## Job
Rewrite the rows below, requests included, beginning at the row that contains "goal area, which" and stopping after the last row, with each pixel coordinate in the points scaled by 0.2 and rounded to a whole number, halves rounded up. Leave the pictures out.

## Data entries
start
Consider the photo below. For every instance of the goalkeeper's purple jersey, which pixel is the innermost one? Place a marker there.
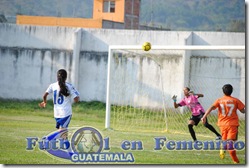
(192, 102)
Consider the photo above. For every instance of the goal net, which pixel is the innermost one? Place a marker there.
(140, 85)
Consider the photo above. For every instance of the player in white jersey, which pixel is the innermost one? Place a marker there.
(62, 92)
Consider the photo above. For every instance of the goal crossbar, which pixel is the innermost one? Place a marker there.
(180, 47)
(156, 47)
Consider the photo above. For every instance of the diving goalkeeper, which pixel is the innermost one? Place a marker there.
(191, 100)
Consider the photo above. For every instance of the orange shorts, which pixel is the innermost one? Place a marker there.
(229, 132)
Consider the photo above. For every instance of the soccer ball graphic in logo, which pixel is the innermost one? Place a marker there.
(146, 46)
(87, 141)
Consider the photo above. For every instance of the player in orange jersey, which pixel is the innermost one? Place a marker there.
(228, 120)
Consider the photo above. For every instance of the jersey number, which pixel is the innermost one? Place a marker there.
(223, 111)
(60, 98)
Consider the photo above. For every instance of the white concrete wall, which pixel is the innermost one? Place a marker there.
(31, 55)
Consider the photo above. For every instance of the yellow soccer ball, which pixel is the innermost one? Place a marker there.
(146, 46)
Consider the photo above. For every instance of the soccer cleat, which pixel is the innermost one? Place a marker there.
(218, 138)
(222, 154)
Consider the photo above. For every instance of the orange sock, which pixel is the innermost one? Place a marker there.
(234, 156)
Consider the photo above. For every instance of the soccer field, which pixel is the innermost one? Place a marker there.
(22, 119)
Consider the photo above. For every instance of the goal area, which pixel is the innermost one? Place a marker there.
(140, 85)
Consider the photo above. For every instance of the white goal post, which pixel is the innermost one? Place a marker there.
(153, 48)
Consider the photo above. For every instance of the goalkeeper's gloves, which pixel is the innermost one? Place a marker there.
(174, 98)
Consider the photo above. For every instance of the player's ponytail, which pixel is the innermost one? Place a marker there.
(61, 77)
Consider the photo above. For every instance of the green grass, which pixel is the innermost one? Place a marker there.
(21, 119)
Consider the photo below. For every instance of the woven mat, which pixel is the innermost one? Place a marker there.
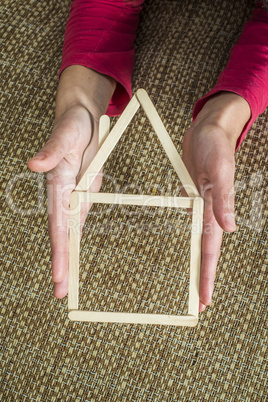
(130, 261)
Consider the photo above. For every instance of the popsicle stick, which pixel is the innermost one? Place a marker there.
(74, 249)
(167, 143)
(137, 199)
(132, 318)
(104, 129)
(195, 261)
(108, 145)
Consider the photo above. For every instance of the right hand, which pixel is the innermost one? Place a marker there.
(67, 154)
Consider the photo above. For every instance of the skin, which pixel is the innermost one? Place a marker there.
(208, 152)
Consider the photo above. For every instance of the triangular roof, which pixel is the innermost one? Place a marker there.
end
## Written answer
Consider the photo above. For every instance of the goal area, which pixel is the innermost one? Place a marker there.
(28, 17)
Consider the photo above. For every instance of the white goal post, which pixel is the innermost one? Place a marker there.
(31, 10)
Consider the photo above. For every instance of the goalkeeper's gloves, which pixel is the innermost one? Place a marker there.
(35, 20)
Consider the photo above. For every instance of the player's ponytail, which pixel is the innermost one? Place a marker there.
(12, 15)
Consider the photo above. For every instance of the green grass, which pixel is the innermost one? Place a marker there.
(4, 24)
Consider the photo below. For every instance of the woven mat, which pixel is the innermost one? Place a marker there.
(26, 52)
Consider the photo above. For every instance of the popsicle stick, which pixel is the innermost one? Place a marker there.
(15, 50)
(33, 29)
(27, 40)
(26, 64)
(21, 26)
(39, 52)
(22, 29)
Consider the photo above. For every instance of the right hand, which pixel is the innermost one? Place a marker there.
(13, 31)
Consider the photo above. For every instance of the skin, which pixel is the innermost one? Place a marker there.
(42, 30)
Consider the photo above. For every instance of the triangular roof, which pixel is the innermost one? Place a marker there.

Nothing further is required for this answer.